▸ **WORK TASK**:
Reproduce the whole listing, keeping each word unchanged.

▸ **DATA IN THIS EXERCISE**:

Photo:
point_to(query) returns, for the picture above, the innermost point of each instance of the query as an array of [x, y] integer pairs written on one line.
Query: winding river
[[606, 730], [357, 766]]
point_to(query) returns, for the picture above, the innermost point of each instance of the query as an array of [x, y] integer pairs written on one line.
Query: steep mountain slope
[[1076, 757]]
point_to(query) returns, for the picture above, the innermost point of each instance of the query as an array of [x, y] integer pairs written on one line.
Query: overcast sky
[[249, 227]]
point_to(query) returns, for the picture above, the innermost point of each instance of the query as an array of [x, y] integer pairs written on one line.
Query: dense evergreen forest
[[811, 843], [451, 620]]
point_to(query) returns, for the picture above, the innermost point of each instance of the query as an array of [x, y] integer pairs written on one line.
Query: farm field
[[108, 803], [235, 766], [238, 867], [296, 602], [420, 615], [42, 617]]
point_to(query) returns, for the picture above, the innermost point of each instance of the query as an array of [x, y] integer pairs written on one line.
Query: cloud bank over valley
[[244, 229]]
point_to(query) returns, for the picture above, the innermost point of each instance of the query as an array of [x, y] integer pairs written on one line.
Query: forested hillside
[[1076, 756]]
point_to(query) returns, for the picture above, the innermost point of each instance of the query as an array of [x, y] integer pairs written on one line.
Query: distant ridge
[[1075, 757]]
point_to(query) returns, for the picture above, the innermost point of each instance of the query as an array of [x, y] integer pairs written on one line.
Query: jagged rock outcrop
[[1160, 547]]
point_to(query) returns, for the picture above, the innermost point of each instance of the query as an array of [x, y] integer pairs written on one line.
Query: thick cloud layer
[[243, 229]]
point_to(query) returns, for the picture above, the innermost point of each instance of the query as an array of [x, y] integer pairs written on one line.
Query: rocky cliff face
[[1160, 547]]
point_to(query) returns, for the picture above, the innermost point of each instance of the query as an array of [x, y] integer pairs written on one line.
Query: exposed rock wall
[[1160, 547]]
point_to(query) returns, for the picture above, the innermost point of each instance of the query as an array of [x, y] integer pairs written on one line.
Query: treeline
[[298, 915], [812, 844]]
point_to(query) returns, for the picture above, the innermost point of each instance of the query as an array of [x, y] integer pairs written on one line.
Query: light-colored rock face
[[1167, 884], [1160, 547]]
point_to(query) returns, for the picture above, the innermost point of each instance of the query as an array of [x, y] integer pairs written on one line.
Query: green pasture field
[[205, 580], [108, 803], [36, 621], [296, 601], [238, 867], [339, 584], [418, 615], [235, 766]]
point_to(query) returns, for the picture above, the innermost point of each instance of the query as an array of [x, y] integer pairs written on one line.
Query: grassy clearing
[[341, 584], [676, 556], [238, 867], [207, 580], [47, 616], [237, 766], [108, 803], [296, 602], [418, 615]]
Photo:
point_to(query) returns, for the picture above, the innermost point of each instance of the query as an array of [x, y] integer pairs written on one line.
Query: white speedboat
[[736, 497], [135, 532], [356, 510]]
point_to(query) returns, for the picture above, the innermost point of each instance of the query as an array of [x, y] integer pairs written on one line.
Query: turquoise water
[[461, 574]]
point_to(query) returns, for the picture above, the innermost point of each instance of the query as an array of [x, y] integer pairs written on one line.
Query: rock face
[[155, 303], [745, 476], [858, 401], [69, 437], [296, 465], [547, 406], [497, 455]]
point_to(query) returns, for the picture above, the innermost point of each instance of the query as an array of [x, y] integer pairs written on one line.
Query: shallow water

▸ **FINISHED EXERCISE**:
Photo:
point_to(query) returns, for the picture above, the innermost point of each instance of the query as an array of [x, y] integer pairs written on one line.
Query: winding river
[[606, 730], [357, 766]]
point_to(query) returns, for the picture above, the innermost point of each instance of the query as an array of [x, y] integer pairs written on one line.
Query: steep mountain slope
[[1076, 757]]
point_to(query) returns, for the picture above, the innermost point of each instance of the query as an array of [x, y] integer pairs written on one line.
Query: overcast sky
[[249, 227]]
point_to(query) returns, for the picture above, the innermost point of each instance of the query as an array of [x, y] integer pairs written on one line.
Query: dense evergreen forest
[[811, 843], [451, 620]]
point_to(query) returns, for the picture above, the innermost point of each instance of the query as an array of [x, y] integer pairs written on one line.
Query: farm field
[[108, 803], [235, 766], [238, 867], [296, 602], [420, 615], [42, 617]]
point_to(query) returns, for the picture above, the innermost point of each instance of the query as an array of [x, y] integer pairs written on one line.
Query: cloud bank over valley
[[244, 229]]
point_to(query) returns, for the picture above, the innermost point of each instance of the query as an array of [x, y] integer pairs written on one line.
Query: forested hillside
[[1076, 756]]
point_to(query) returns, for the picture above, the innermost point of each instance of the query as an array of [x, y] integer pairs written on one line.
Query: distant ridge
[[1075, 757]]
point_to(query) returns, for the picture above, the innermost point of each instance of the query as an array of [x, y] integer pairs written on one line.
Query: jagged rock outcrop
[[1160, 547]]
point_to(query) returns, for the picture above, the innermost point of each instance of the query as an array of [x, y] integer pairs written on one line.
Query: thick cloud layer
[[243, 229]]
point_to(query) returns, for the picture above, the innermost point of each instance of the query as an array of [x, y] integer pairs written on one line.
Query: rocky cliff face
[[1160, 547]]
point_to(query) returns, for the picture above, the innermost point of each instance of the query as an array of [x, y] integer pairs written on one line.
Query: exposed rock wall
[[1160, 547]]
point_to(query) returns, for the picture above, the innermost point of each instance of the query as an array of [x, y] integer pairs written on one line.
Query: treeline
[[298, 915], [812, 844]]
point_to(query) returns, for the picture above, the innermost point of each instance of the query as an array of [x, y] integer pairs written on one line.
Query: light-colored rock face
[[1167, 884], [1160, 547]]
point_to(query) returns, for the picture above, the innermost point of each instance of the query as an array of [x, y] integer pairs written on one line.
Query: green pasture field
[[205, 580], [108, 803], [36, 621], [296, 601], [238, 867], [339, 584], [418, 615], [235, 766]]
point_to(query) returns, for the picture above, the innermost point of each instance of the query as an array of [x, y] integer pairs written on one line.
Query: grassy clearing
[[341, 584], [676, 556], [238, 867], [207, 580], [47, 616], [237, 766], [108, 803], [296, 602], [418, 615]]
Photo:
point_to(query) returns, for the picture above, the innermost point of each instance of the query as an array of [x, y] integer pairs written on one line.
Query: white speedboat
[[736, 497], [135, 532], [356, 510]]
point_to(query) returns, for the picture above, the innermost point of each instance of the query as an array of [x, y] integer pairs written on one line.
Query: turquoise water
[[461, 574]]
point_to(query) returns, for the picture above, the innermost point of each instance of the query as an array of [x, y] integer pairs written on one line.
Query: rock face
[[155, 303], [745, 476], [858, 401], [69, 437], [296, 465], [547, 406], [497, 455]]
point_to(query) returns, for the picture above, the innermost point of each instance of the query as an array of [x, y] integer pairs written on one line.
Query: shallow water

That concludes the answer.